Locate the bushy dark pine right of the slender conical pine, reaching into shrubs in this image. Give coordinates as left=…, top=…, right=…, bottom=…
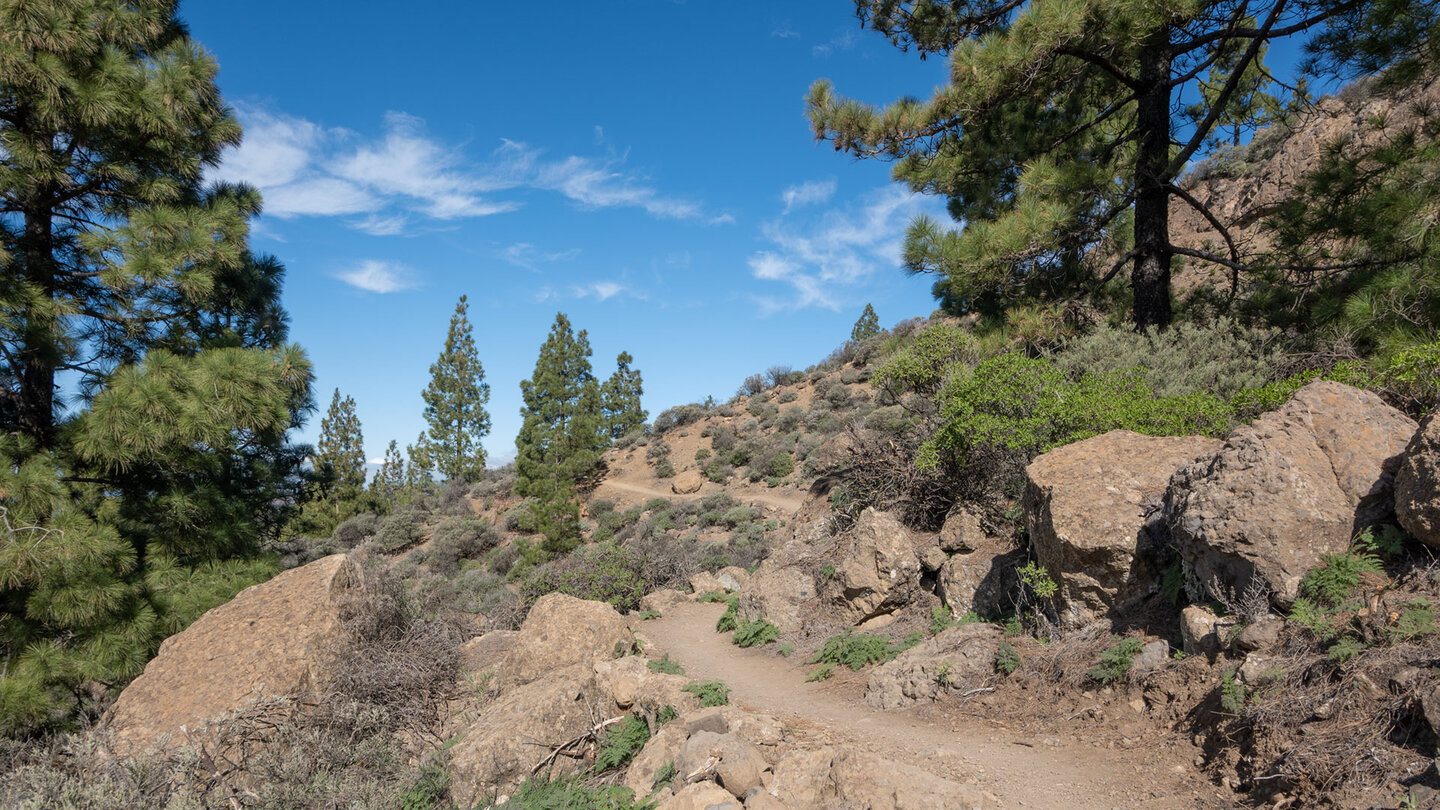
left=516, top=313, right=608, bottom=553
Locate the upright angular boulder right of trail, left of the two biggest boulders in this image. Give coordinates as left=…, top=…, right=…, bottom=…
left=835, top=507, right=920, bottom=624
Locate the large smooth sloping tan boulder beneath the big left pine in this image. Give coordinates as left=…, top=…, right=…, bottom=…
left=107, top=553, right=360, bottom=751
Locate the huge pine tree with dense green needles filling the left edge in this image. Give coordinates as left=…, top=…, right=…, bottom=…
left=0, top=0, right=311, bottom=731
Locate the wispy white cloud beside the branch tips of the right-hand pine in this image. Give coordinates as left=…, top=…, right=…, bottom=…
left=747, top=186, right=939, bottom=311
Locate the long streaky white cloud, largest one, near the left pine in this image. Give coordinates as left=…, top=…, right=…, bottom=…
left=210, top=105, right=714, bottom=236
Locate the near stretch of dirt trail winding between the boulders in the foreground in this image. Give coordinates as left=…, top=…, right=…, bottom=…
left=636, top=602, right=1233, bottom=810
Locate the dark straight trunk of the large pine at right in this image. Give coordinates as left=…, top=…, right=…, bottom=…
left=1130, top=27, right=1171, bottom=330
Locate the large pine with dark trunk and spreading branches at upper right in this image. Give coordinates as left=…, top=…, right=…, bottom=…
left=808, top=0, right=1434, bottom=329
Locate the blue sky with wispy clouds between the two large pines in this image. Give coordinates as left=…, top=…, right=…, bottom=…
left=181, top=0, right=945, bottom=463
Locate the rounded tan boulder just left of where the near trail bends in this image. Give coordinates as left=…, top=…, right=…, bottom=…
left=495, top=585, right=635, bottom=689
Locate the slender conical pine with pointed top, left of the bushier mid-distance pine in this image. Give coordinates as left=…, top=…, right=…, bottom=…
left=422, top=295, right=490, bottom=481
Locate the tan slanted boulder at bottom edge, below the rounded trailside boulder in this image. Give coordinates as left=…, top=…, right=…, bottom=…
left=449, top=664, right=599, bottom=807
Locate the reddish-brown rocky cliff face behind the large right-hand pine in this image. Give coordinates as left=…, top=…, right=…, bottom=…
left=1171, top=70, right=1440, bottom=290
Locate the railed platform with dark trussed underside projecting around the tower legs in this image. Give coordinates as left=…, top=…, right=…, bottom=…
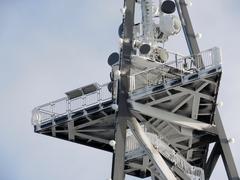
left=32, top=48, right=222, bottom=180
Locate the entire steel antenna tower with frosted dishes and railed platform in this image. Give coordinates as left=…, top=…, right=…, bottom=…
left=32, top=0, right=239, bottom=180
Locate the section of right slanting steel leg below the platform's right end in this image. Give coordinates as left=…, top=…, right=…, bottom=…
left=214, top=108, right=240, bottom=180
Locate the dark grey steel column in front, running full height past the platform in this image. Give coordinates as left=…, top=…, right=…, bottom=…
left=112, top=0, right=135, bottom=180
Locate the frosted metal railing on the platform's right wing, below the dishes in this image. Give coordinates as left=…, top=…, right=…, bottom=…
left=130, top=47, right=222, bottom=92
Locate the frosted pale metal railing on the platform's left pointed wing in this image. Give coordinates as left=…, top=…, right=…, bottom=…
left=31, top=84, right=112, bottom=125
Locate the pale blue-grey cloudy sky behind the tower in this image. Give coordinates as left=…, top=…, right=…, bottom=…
● ● ● ● ● ● ●
• What to do: Without the pictures, output the full listing exactly as it stands.

• Result:
Locate the bushy dark pine right of the slender conical pine, reaching into shrubs in this image. Give coordinates as left=…, top=…, right=…, bottom=…
left=516, top=313, right=608, bottom=553
Locate the upright angular boulder right of trail, left of the two biggest boulders in this image. Give coordinates as left=…, top=…, right=…, bottom=…
left=835, top=507, right=920, bottom=624
Locate the large smooth sloping tan boulder beneath the big left pine in this image. Give coordinates as left=…, top=…, right=…, bottom=…
left=107, top=553, right=360, bottom=751
Locate the huge pine tree with dense green needles filling the left edge in this image. Give coordinates as left=…, top=…, right=…, bottom=…
left=0, top=0, right=311, bottom=731
Locate the wispy white cloud beside the branch tips of the right-hand pine in this image. Give coordinates as left=…, top=…, right=…, bottom=…
left=747, top=186, right=939, bottom=311
Locate the long streaky white cloud, largest one, near the left pine in this image. Give coordinates as left=…, top=…, right=…, bottom=…
left=210, top=105, right=714, bottom=236
Locate the near stretch of dirt trail winding between the boulders in the foreground in this image. Give coordinates as left=…, top=…, right=…, bottom=…
left=636, top=602, right=1233, bottom=810
Locate the dark straight trunk of the large pine at right in this image. Give coordinates as left=…, top=…, right=…, bottom=…
left=1130, top=27, right=1171, bottom=330
Locate the large pine with dark trunk and spreading branches at upper right in this image. Give coordinates as left=…, top=…, right=…, bottom=…
left=808, top=0, right=1434, bottom=329
Locate the blue sky with wispy clouds between the two large pines in this image. Give coordinates as left=…, top=…, right=…, bottom=…
left=181, top=0, right=945, bottom=463
Locate the rounded tan boulder just left of where the near trail bends in this image. Give coordinates as left=…, top=…, right=…, bottom=…
left=495, top=585, right=635, bottom=689
Locate the slender conical pine with pointed top, left of the bushier mid-distance pine in this image. Give coordinates as left=…, top=…, right=…, bottom=…
left=422, top=295, right=490, bottom=481
Locate the tan slanted boulder at bottom edge, below the rounded trailside boulder in this image. Give coordinates as left=…, top=…, right=…, bottom=…
left=449, top=664, right=599, bottom=807
Locate the reddish-brown rocky cliff face behind the large right-hand pine in this image. Give coordinates as left=…, top=…, right=…, bottom=…
left=1171, top=70, right=1440, bottom=290
Locate the railed platform with dark trussed underside projecting around the tower legs in this image. Give coordinates as left=…, top=…, right=…, bottom=…
left=32, top=48, right=222, bottom=180
Locate the entire steel antenna tower with frosted dishes and railed platform in this image. Give coordinates as left=…, top=…, right=…, bottom=…
left=32, top=0, right=239, bottom=180
Locate the section of right slanting steel leg below the platform's right end in this image. Give coordinates as left=…, top=…, right=…, bottom=…
left=214, top=108, right=240, bottom=180
Locate the dark grey steel column in front, running full height past the platform in this image. Give coordinates as left=…, top=…, right=…, bottom=…
left=112, top=0, right=135, bottom=180
Locate the frosted metal railing on the platform's right wing, below the dishes in this image. Give coordinates as left=…, top=…, right=…, bottom=…
left=130, top=47, right=222, bottom=92
Locate the frosted pale metal railing on the platform's left pointed wing in this image. Give coordinates as left=…, top=…, right=…, bottom=…
left=31, top=84, right=112, bottom=125
Locate the pale blue-grey cloudy sky behind the tower in this image. Give coordinates as left=…, top=…, right=…, bottom=…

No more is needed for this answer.